— Begin Source document —

For the financial year ending 31 December 2017

EVOLUTION OF BUSINESS AND GROUP'S SITUATION

NH Hotel Group is an international hotel operator and one of the leading urban hotel companies worldwide in terms of number of rooms. The Group operates nearly 380 hotels and 60,000 rooms in 31 countries, and has a significant presence in Europe.

The centralised business model allows it to offer a consistent level of service to its customers in different hotels in different regions. The corporate headquarters and regional offices offer hotels a wide range of functions such as sales, reservations, marketing and systems.

In 2017, world economic activity grew at a pace of +3.5% (Data and estimates provided by the E.C. “European Economic Forecast – Autumn 2017” November 2017), greater than the previous year (+3.0%). More specifically in the Eurozone, the provisional growth rate for 2017 was 2.2% (+1.7% in 2016). Global growth has led to a positive cycle of trade and investment. Likewise, European economies continue to grow, although the recovery has not ended, which suggests there is room for further growth. In line with the above data, when comparing the growth rates of the four countries that bring together the largest proportion of revenues and results of the Group, it is observed that in Holland (+3.2% in 2017 vs +1.7% 2016), Germany (+2.2% in 2017 vs +1.9% in 2016), and Italy (+1.5% in 2017 vs +0.7% in 2016) growth increased compared with the previous year, while in Spain (+3.1% in 2017 vs +3.2% in 2016) growth was similar to the previous year.

— End Source document —
— Begin Information shown —

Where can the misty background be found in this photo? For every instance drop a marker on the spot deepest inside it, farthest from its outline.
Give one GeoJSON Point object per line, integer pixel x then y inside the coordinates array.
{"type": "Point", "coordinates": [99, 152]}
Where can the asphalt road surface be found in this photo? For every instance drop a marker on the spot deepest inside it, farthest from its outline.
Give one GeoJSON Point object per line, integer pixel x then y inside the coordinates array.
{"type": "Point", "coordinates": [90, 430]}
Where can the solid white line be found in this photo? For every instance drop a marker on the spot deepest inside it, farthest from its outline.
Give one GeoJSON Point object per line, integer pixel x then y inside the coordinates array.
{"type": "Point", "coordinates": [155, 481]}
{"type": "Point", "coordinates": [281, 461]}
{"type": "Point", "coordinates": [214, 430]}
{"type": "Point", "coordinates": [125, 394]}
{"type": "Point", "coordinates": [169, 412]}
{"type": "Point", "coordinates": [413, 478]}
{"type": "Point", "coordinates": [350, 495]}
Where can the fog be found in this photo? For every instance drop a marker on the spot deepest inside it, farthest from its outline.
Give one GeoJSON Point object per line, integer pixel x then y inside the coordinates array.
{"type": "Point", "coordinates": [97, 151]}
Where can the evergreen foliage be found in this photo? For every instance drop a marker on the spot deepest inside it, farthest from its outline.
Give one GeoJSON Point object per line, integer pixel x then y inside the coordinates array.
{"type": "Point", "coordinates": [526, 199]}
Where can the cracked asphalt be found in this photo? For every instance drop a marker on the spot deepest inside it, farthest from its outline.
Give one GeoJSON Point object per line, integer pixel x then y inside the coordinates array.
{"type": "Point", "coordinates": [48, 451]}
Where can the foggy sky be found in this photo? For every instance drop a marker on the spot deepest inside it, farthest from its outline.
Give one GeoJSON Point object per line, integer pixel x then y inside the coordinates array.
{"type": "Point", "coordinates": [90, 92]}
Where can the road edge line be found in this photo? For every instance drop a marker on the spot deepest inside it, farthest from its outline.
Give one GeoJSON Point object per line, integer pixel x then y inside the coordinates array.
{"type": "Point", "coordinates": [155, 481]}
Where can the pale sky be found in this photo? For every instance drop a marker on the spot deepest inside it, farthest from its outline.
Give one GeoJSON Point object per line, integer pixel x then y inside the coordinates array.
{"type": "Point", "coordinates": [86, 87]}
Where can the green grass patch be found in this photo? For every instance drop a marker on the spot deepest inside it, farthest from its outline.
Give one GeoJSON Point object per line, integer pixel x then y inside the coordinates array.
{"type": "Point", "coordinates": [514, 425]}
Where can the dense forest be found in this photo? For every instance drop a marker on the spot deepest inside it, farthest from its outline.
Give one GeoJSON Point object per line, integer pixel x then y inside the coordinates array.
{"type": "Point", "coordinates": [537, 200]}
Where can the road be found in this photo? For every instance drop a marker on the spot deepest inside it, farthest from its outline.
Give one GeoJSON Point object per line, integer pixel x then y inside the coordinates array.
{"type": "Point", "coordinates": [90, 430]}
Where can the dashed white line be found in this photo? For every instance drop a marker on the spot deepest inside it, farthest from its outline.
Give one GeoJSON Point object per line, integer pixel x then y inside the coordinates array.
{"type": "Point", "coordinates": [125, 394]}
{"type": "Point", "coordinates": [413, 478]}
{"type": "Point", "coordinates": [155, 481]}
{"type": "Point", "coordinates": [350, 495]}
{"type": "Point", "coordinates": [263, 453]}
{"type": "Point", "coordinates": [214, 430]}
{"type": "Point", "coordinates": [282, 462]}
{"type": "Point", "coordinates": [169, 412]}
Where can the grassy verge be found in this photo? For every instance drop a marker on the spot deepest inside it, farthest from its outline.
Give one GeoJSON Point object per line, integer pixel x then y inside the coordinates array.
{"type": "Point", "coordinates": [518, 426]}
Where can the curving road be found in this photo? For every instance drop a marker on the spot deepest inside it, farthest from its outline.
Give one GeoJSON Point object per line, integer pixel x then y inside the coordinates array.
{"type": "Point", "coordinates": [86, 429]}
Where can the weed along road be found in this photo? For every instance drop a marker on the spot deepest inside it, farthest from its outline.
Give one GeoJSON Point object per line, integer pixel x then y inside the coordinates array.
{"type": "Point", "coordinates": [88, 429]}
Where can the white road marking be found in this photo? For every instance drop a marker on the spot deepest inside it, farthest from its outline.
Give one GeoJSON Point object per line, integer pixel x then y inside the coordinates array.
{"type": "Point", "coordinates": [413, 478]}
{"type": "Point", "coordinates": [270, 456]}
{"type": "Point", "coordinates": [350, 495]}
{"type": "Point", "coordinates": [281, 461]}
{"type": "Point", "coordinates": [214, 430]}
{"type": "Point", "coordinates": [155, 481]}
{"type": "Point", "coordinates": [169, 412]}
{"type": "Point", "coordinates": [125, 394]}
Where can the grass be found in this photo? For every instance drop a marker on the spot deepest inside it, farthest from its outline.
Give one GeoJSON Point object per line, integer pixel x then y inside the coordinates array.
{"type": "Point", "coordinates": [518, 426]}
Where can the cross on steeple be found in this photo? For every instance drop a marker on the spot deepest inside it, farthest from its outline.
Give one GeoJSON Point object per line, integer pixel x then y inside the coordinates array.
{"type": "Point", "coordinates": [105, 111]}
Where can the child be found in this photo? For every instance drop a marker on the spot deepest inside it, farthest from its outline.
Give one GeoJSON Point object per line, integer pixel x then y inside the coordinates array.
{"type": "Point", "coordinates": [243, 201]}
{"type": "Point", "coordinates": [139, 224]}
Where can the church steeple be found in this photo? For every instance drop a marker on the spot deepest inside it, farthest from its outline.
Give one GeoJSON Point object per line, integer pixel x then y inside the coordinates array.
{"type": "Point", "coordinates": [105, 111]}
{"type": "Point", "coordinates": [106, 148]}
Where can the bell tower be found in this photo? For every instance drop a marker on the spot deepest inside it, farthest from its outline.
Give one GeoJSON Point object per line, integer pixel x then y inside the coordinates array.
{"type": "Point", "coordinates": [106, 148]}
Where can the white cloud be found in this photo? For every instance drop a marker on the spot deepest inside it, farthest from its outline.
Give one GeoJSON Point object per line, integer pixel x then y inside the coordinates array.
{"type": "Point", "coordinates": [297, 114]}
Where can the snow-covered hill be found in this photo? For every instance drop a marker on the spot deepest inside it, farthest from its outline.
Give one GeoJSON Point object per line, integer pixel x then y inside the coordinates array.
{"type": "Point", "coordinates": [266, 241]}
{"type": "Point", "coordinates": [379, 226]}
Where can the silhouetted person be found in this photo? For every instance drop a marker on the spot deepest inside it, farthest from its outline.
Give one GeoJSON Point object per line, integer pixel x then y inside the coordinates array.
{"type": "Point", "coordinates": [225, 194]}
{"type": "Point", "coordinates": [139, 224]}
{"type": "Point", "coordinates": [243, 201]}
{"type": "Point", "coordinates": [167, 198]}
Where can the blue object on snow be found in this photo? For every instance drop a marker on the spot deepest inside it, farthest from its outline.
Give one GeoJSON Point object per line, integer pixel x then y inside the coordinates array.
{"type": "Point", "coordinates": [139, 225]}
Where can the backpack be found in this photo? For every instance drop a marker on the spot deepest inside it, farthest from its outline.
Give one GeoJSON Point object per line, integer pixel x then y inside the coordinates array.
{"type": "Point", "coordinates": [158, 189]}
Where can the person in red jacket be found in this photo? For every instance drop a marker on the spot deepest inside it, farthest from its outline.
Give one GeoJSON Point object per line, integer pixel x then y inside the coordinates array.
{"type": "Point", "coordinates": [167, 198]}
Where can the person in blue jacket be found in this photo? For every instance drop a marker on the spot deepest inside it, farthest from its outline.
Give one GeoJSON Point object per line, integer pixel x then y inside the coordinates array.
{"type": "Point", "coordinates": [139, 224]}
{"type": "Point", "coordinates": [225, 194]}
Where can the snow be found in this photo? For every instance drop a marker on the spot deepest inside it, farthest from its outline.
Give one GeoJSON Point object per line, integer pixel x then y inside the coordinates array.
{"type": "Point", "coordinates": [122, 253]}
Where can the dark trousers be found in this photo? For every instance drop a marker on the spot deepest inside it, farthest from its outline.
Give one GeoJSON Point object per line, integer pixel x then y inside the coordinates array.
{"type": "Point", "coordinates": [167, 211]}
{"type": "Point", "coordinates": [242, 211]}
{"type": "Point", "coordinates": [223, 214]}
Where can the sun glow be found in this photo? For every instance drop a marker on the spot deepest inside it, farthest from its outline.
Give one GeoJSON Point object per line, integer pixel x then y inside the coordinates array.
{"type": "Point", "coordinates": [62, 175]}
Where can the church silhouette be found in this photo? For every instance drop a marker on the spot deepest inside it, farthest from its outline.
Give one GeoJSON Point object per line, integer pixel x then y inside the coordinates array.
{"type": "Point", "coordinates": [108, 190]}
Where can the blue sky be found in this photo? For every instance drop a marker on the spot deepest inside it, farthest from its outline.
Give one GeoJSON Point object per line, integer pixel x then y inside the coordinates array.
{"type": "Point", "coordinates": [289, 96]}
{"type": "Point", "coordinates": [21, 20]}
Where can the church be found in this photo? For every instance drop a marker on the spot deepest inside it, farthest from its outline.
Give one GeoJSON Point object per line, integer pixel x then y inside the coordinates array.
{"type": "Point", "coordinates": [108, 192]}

— End Information shown —
— Begin Information shown —

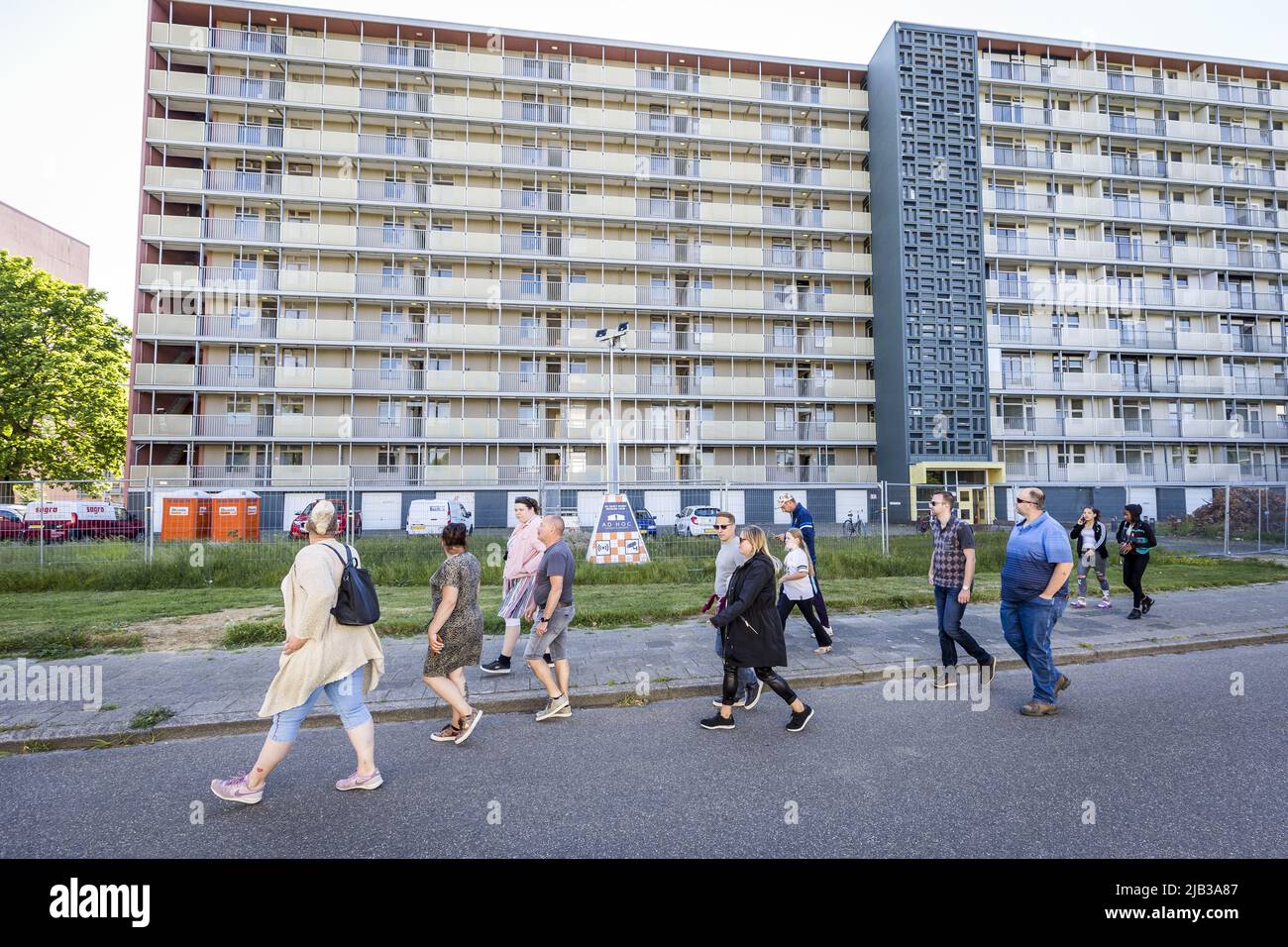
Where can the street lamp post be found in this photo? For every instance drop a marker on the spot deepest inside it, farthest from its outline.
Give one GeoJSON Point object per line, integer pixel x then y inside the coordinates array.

— End Information shown —
— Begin Information shown —

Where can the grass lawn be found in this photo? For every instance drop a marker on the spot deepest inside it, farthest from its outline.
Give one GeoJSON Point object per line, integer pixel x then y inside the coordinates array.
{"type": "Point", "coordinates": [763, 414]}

— End Information shown —

Exercise 1 ::
According to the report, in how many countries does NH Hotel Group operate?
Exercise 2 ::
Rewrite the report's passage between "EVOLUTION OF BUSINESS" and "presence in Europe.", inclusive, replacing "nearly" with "approximately".

Task response 1 ::
31 countries.

Task response 2 ::
EVOLUTION OF BUSINESS AND GROUP'S SITUATION

NH Hotel Group is an international hotel operator and one of the leading urban hotel companies worldwide in terms of number of rooms. The Group operates approximately 380 hotels and 60,000 rooms in 31 countries, and has a significant presence in Europe.